### Work required:
Every line below that holds the string "lamp" should be copied.

*** Block opens ***

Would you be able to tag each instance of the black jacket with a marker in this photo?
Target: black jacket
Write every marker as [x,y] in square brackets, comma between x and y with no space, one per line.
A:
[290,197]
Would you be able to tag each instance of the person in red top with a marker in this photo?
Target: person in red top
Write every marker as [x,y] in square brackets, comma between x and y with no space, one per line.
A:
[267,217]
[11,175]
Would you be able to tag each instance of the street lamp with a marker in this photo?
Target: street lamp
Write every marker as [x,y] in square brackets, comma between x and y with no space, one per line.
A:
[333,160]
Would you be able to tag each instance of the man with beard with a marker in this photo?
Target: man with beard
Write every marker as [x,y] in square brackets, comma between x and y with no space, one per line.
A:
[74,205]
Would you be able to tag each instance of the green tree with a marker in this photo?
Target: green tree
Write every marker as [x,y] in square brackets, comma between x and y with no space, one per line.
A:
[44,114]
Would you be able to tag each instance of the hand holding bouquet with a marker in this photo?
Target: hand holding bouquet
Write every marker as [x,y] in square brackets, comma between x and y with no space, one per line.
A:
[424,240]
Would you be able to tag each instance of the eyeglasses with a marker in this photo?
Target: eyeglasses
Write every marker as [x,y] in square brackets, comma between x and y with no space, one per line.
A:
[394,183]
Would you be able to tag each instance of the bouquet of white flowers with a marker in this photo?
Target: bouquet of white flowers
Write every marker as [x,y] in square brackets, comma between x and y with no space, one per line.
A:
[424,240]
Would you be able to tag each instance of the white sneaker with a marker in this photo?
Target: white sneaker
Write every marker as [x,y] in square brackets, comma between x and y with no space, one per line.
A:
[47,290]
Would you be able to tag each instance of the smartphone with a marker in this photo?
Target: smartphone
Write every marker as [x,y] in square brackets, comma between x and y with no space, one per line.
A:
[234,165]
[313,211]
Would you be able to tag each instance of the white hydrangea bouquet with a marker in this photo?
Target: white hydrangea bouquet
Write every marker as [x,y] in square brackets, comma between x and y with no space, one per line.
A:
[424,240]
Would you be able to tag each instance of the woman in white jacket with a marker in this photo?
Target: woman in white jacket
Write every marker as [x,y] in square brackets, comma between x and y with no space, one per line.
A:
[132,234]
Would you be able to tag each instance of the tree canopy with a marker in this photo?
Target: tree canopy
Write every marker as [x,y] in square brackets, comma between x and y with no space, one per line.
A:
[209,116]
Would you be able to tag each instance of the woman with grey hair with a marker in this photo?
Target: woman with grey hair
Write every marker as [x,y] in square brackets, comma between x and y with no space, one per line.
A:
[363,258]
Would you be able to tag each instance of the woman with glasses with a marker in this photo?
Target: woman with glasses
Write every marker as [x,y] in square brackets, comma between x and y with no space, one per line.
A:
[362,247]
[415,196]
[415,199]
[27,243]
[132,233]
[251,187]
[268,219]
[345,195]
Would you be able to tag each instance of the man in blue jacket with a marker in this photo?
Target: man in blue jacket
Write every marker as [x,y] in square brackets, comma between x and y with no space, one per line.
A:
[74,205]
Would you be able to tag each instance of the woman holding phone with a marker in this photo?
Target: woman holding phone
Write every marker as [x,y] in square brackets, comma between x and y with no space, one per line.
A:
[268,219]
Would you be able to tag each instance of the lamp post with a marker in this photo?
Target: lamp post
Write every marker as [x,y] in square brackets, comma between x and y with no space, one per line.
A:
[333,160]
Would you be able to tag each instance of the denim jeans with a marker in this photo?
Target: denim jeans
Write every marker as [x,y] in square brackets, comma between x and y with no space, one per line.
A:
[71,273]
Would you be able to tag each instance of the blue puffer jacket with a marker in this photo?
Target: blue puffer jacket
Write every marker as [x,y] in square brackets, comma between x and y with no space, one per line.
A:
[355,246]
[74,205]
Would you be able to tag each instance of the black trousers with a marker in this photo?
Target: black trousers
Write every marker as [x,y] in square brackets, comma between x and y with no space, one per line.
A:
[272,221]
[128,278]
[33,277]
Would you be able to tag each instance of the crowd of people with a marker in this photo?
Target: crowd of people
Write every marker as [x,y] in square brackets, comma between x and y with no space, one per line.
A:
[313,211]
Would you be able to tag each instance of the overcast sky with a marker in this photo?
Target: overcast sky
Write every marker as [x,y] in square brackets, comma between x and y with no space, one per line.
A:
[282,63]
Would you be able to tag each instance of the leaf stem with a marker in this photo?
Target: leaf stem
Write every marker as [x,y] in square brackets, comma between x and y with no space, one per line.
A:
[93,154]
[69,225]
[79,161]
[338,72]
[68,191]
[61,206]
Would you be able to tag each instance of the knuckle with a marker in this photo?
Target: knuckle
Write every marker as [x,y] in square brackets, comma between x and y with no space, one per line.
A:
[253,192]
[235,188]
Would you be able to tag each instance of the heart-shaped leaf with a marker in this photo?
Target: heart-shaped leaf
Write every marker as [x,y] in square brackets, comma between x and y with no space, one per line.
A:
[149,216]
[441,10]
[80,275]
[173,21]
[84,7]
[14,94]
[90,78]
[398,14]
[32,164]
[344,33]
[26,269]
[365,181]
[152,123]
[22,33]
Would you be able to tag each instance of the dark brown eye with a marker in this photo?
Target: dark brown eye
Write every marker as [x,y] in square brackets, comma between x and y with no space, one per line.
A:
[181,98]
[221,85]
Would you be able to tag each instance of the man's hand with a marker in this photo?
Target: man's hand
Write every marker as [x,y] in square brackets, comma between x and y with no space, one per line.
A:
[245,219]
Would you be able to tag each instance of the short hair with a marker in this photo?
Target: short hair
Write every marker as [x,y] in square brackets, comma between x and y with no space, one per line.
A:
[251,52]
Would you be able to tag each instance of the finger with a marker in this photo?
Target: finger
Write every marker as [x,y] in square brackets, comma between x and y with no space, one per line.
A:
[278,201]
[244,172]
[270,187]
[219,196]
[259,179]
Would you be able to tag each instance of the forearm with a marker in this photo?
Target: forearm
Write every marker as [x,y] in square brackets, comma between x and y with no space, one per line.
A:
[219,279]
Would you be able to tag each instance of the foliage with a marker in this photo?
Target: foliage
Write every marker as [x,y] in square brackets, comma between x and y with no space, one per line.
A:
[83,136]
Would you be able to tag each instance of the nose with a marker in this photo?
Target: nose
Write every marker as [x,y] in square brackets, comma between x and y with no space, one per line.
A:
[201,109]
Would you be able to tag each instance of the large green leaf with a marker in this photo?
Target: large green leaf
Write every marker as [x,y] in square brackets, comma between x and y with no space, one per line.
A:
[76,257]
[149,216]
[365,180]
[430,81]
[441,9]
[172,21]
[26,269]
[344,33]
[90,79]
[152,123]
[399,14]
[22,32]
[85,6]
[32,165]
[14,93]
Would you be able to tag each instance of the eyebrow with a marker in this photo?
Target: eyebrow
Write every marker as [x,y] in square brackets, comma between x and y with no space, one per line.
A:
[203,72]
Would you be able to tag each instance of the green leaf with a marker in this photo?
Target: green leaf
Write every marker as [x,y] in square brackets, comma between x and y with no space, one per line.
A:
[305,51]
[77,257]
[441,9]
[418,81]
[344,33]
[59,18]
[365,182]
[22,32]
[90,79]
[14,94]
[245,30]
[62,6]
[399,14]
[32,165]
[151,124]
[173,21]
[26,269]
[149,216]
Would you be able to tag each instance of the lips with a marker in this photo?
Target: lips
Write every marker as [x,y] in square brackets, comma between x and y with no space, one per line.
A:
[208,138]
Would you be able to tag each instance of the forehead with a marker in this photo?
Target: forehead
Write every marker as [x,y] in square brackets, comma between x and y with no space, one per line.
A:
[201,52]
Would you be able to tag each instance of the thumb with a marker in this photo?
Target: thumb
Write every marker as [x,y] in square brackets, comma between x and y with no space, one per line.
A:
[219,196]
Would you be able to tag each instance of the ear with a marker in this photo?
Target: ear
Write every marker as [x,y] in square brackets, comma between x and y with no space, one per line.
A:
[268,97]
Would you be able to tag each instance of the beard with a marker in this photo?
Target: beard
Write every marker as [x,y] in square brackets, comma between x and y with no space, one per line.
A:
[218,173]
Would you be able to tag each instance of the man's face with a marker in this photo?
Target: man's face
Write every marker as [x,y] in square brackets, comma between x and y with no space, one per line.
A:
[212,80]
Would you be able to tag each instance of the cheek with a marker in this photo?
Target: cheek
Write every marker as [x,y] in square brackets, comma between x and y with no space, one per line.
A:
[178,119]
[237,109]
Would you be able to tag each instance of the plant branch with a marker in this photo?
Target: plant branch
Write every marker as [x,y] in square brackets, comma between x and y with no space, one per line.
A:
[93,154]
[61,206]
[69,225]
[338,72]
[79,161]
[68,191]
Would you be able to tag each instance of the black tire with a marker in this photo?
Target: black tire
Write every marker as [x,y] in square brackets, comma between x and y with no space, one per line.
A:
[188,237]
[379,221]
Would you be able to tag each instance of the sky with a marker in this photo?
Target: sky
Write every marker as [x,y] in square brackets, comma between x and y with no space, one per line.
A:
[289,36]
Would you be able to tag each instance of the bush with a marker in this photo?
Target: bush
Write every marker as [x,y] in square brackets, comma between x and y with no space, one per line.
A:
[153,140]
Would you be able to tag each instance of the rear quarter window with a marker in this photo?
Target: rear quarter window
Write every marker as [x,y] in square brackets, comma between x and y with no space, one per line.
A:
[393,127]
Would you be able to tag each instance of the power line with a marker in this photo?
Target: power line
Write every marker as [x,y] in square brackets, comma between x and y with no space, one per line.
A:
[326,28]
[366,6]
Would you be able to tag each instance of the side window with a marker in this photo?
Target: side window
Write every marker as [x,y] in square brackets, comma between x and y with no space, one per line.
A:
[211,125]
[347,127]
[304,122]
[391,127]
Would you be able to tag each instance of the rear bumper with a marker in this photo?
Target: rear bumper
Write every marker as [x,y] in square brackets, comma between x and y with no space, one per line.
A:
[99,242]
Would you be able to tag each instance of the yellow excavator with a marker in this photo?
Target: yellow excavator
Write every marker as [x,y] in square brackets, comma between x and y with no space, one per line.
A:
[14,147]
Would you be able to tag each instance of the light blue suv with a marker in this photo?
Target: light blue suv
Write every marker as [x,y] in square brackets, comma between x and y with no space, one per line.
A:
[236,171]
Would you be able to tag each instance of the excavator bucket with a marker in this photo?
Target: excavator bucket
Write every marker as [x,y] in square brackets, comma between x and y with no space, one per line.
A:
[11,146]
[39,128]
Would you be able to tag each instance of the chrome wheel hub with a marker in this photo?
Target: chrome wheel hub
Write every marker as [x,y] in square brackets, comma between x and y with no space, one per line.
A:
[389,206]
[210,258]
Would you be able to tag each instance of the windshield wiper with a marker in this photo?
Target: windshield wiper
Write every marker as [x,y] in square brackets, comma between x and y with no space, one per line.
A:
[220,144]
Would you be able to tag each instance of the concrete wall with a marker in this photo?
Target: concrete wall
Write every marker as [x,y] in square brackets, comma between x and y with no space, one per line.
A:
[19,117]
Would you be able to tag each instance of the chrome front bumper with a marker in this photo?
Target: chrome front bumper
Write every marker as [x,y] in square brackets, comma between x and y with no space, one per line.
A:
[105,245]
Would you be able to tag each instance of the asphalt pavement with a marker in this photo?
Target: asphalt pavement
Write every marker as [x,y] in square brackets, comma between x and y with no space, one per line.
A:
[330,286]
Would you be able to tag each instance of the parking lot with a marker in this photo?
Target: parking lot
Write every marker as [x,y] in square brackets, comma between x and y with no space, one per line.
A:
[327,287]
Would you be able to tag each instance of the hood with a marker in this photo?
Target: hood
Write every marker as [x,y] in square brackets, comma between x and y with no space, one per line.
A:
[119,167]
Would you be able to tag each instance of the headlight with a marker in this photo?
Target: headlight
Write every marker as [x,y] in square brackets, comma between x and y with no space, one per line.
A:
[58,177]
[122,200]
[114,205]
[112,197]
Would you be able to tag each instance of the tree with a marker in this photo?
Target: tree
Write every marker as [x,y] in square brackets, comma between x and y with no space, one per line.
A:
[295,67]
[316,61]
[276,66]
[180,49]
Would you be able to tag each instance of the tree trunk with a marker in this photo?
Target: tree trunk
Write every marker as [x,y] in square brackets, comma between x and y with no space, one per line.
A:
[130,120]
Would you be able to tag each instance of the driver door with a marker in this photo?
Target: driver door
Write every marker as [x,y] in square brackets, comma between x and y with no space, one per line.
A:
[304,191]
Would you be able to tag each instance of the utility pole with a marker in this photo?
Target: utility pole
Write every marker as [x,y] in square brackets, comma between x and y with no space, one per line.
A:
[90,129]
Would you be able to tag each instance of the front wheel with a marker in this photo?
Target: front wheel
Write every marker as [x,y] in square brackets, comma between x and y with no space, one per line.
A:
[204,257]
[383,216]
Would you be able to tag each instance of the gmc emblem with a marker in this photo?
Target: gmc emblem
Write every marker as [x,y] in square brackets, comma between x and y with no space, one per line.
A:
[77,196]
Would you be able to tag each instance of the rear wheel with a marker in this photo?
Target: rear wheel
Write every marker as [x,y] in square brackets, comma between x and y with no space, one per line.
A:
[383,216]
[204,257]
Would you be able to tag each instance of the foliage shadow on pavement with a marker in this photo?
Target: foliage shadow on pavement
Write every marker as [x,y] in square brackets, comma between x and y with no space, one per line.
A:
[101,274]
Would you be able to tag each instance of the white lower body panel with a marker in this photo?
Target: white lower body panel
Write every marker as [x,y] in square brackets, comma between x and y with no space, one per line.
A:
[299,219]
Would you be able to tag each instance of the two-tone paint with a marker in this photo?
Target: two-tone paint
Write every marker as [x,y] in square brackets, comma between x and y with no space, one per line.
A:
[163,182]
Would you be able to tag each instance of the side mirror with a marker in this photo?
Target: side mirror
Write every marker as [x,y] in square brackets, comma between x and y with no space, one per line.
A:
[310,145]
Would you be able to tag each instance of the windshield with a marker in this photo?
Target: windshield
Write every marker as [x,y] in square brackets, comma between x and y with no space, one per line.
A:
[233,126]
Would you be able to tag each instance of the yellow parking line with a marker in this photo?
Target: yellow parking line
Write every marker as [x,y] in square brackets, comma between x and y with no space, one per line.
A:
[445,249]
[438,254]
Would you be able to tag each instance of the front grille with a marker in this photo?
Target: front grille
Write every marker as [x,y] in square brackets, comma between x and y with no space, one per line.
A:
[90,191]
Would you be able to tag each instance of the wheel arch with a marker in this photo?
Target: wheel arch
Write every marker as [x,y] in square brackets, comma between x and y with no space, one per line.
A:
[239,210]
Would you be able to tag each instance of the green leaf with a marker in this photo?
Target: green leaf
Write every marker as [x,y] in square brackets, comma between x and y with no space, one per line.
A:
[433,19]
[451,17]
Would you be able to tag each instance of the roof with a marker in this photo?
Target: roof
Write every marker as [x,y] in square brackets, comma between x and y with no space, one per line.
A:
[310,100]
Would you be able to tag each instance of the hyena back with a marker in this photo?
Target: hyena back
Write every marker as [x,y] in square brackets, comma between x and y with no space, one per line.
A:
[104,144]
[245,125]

*** Block closes ***

### Answer:
Would you be able to tag each instance of the street lamp with a marker in this photo?
Target: street lamp
Would you be able to tag each instance of the lamp post with a marker in this photo?
Target: lamp post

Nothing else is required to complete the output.